## Exercise goal
Restate the data below word for word, keeping each line intact.

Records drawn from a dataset
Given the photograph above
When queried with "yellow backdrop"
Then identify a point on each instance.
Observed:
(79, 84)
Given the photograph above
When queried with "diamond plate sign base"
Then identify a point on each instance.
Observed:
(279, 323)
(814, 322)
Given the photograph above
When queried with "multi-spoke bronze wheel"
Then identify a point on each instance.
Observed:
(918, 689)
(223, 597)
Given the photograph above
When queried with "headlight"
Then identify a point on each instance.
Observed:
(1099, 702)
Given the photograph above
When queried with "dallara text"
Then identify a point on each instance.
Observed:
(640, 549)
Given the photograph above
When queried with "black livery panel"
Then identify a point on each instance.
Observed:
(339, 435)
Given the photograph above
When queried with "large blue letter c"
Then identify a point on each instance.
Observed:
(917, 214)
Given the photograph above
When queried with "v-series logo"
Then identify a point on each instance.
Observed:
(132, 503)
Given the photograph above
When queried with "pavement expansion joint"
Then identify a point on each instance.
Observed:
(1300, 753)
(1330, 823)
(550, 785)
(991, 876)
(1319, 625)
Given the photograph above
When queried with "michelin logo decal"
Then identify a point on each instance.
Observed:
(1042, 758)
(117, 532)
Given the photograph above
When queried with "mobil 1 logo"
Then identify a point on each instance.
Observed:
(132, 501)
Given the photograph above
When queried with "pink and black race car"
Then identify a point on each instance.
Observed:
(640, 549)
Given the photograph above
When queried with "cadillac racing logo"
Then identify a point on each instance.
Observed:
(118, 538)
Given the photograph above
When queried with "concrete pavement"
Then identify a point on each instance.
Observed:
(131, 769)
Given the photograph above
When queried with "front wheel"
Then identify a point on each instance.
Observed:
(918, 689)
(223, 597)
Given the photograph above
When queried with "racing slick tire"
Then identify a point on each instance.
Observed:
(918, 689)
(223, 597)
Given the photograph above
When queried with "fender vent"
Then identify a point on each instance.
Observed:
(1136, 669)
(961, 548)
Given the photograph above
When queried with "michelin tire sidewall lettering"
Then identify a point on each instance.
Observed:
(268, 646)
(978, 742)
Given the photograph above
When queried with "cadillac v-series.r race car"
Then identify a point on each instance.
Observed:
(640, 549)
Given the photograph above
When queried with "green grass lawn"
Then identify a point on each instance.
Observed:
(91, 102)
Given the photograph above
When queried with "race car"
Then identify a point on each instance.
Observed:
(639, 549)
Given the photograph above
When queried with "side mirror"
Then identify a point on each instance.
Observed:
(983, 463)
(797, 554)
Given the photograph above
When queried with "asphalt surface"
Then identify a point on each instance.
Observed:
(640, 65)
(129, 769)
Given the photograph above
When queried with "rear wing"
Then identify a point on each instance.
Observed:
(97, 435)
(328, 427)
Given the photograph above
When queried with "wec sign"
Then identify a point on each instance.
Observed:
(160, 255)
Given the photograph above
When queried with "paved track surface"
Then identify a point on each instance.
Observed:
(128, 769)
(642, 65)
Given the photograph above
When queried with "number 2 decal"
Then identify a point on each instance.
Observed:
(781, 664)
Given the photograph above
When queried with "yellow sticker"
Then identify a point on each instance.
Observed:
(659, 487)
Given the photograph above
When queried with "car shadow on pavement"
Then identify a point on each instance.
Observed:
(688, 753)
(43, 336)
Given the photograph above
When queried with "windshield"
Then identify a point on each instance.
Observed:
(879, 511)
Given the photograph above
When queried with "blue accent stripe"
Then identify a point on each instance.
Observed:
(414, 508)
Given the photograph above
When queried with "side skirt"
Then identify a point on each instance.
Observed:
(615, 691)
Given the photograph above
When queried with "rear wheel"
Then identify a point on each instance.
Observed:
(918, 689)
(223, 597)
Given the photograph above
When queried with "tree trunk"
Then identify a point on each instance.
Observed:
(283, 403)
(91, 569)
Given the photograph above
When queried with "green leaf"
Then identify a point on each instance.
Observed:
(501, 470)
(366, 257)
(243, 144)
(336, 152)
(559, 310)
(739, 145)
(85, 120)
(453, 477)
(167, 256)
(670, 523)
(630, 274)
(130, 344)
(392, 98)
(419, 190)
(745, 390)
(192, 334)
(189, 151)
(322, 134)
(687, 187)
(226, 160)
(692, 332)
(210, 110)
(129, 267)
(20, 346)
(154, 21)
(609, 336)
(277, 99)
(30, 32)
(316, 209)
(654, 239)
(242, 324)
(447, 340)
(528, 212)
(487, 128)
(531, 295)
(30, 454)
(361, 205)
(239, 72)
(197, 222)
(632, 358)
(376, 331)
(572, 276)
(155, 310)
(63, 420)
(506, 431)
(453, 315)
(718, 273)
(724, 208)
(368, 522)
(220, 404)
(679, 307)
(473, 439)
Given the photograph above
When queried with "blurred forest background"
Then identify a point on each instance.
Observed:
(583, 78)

## Answer section
Given the photograph above
When queried with "yellow backdrop"
Then identify a point on each instance.
Observed:
(79, 84)
Given the photograph above
When queried with "diamond plate sign base"
Then identify a point on each instance.
Observed:
(279, 323)
(814, 322)
Given the photograph above
When queried with "multi-spoke bronze wheel"
Then identify a point on each instance.
Observed:
(918, 689)
(223, 597)
Given the photograph above
When queried with "headlight"
Then identify a point on each instance.
Observed:
(1099, 702)
Given the photograph above
When queried with "dallara text"
Then identify a point on each instance.
Observed:
(640, 549)
Given the photograph above
When queried with "black livery panel"
Then identify a point on each instance.
Observed:
(339, 435)
Given the photograph above
When queried with "large blue letter c"
Then identify a point on each instance.
Observed:
(917, 214)
Given the photograph above
When queried with "v-series logo"
Then identify a point on each instance.
Observed:
(132, 503)
Given the photograph above
When queried with "pavement expansion joint"
Then identify a point on each instance.
Observed:
(1300, 753)
(1330, 823)
(550, 785)
(991, 876)
(1319, 625)
Given the photograph above
When queried with "michelin logo decal"
Then identify a point on each instance.
Observed:
(1042, 758)
(117, 532)
Given the photograph above
When queried with "mobil 1 logo"
Then identify a point on each instance.
Observed:
(132, 501)
Given the photograph above
When queried with "pink and black race car"
Then identify a point on each instance.
Observed:
(640, 549)
Given the photograph above
When queried with "cadillac racing logo"
Then identify a point on each instance.
Observed:
(118, 538)
Given the photograph above
When queried with "concrete pavement"
Then identify a point on each instance.
Observed:
(131, 769)
Given the photograph above
When queried with "front wheel"
Then identify a point on each instance.
Observed:
(918, 689)
(223, 597)
Given the photograph above
When queried with "racing slick tire"
Then identify a point on each instance.
Observed:
(918, 689)
(223, 597)
Given the photograph above
When queried with "fender vent"
Then identify a point on each instance.
Observed:
(1136, 669)
(961, 548)
Given the photograph above
When queried with "michelin tire sidewall lettering"
Then identify a point on each instance.
Observed:
(268, 646)
(978, 742)
Given the photograph above
When queried with "cadillac v-series.r race car"
Then identify a point on each instance.
Observed:
(640, 549)
Given the photograph above
When queried with "green grass lawn"
Then identify a point on each instance.
Observed:
(91, 102)
Given the photograph above
When queried with "race car"
Then identify a point on each instance.
Observed:
(639, 549)
Given the photograph above
When queried with "side mirror"
Then identify a point on each instance.
Observed:
(983, 463)
(797, 554)
Given the photograph above
When queried with "asphalt surface"
Then identify a point on each instance.
Observed:
(640, 65)
(129, 769)
Given the photograph above
When queried with "rear wing"
Then identify a point on each instance.
Observed:
(97, 435)
(328, 427)
Given the photograph above
When queried with "wec sign"
Then identify a point on each instance.
Observed:
(160, 255)
Given the photograph above
When queried with "paved track surface"
Then identify a point on each instance.
Observed:
(128, 769)
(642, 65)
Given the photograph above
When queried with "number 2 decal"
Then identify a point on each instance.
Observed:
(781, 664)
Given the photograph above
When queried with "yellow sticker"
Then identify a point on each instance.
Observed:
(659, 487)
Given the photograph above
When queried with "car shadow on pavement"
Then identify a point on each instance.
Observed:
(688, 753)
(43, 336)
Given the photograph above
When queried with "windshield"
Then identify a point on each instance.
Observed:
(879, 511)
Given the photograph above
When queried with "blue accent stripe"
Then identify a point on each instance.
Observed:
(414, 508)
Given the photograph above
When queried with "side skirt"
Then identify a point on each instance.
Observed:
(615, 691)
Given the photograph above
When queried with "rear wheel"
Then identify a point on each instance.
Observed:
(918, 689)
(223, 597)
Given the photograph above
When queried with "tree trunk"
Then identify a point on each instance.
Observed:
(283, 403)
(91, 569)
Given the photograph above
When queried with "green leaf"
Then identify a point on each instance.
Observed:
(501, 470)
(366, 257)
(243, 144)
(336, 152)
(559, 310)
(739, 145)
(85, 120)
(453, 477)
(167, 256)
(670, 523)
(630, 274)
(130, 344)
(392, 98)
(419, 190)
(745, 390)
(192, 334)
(189, 151)
(322, 134)
(687, 187)
(226, 160)
(692, 332)
(210, 110)
(129, 267)
(20, 346)
(154, 21)
(609, 336)
(277, 99)
(30, 32)
(316, 209)
(654, 239)
(242, 324)
(447, 340)
(528, 212)
(487, 128)
(531, 295)
(30, 454)
(361, 205)
(239, 72)
(197, 222)
(632, 358)
(376, 331)
(572, 276)
(155, 310)
(63, 420)
(506, 431)
(453, 315)
(718, 273)
(724, 208)
(368, 522)
(220, 404)
(679, 307)
(473, 439)
Given the photograph above
When queried with "blurred forest background"
Then identify a point on each instance.
Observed:
(583, 78)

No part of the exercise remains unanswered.